╔══

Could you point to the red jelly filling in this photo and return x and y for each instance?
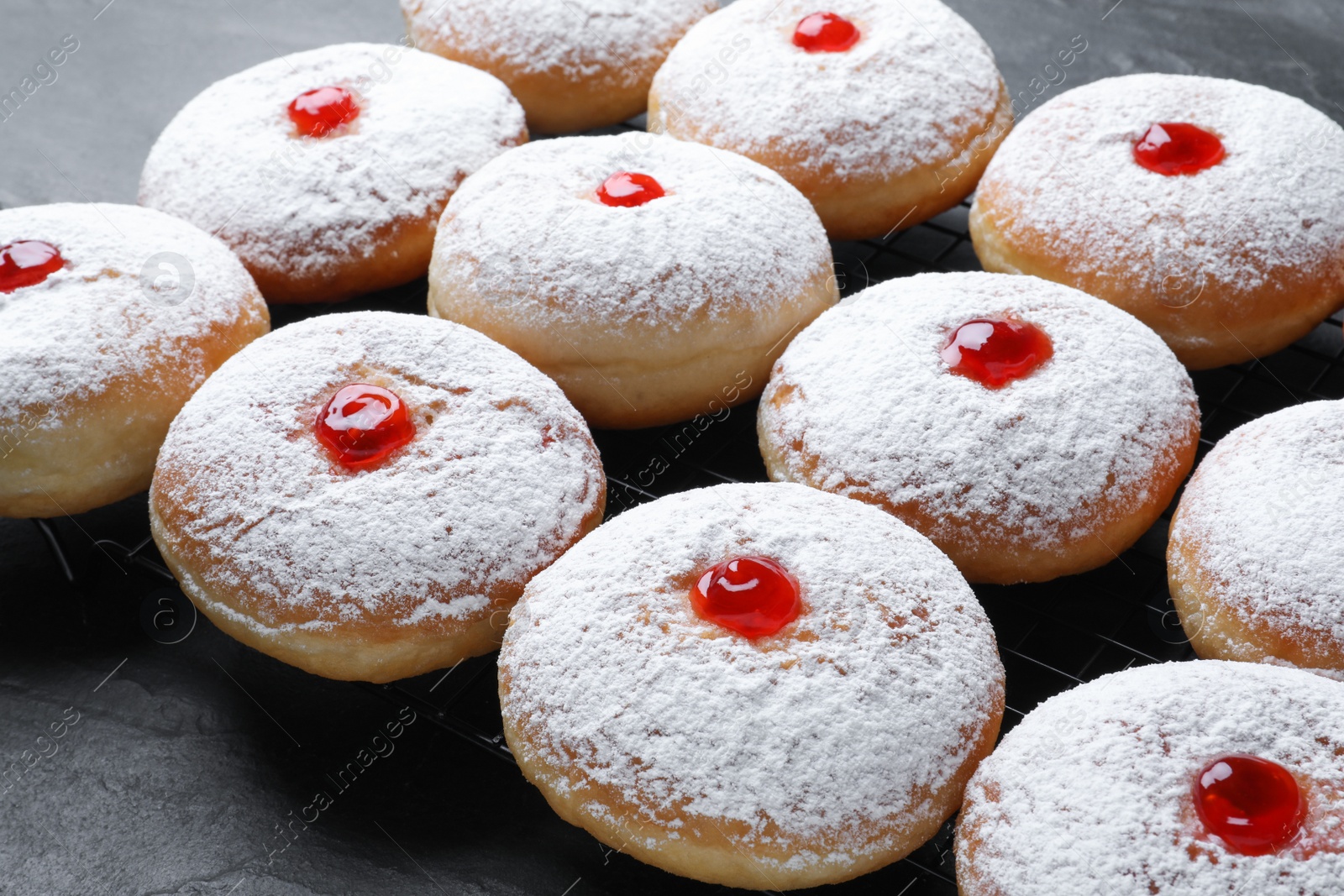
(753, 597)
(996, 351)
(1252, 804)
(27, 262)
(319, 112)
(628, 190)
(826, 33)
(363, 423)
(1175, 148)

╚══

*STATED TASK*: Lay out the records above as a JSON list of strings, one string per line, with blank lines dropped and any picture left out.

*TASK RESPONSE*:
[
  "Could you point to the red jelly filling in this photo and return x and y for each instance?",
  "(753, 597)",
  "(996, 351)",
  "(1252, 804)",
  "(27, 262)",
  "(319, 112)",
  "(628, 190)",
  "(826, 33)",
  "(363, 423)",
  "(1175, 148)"
]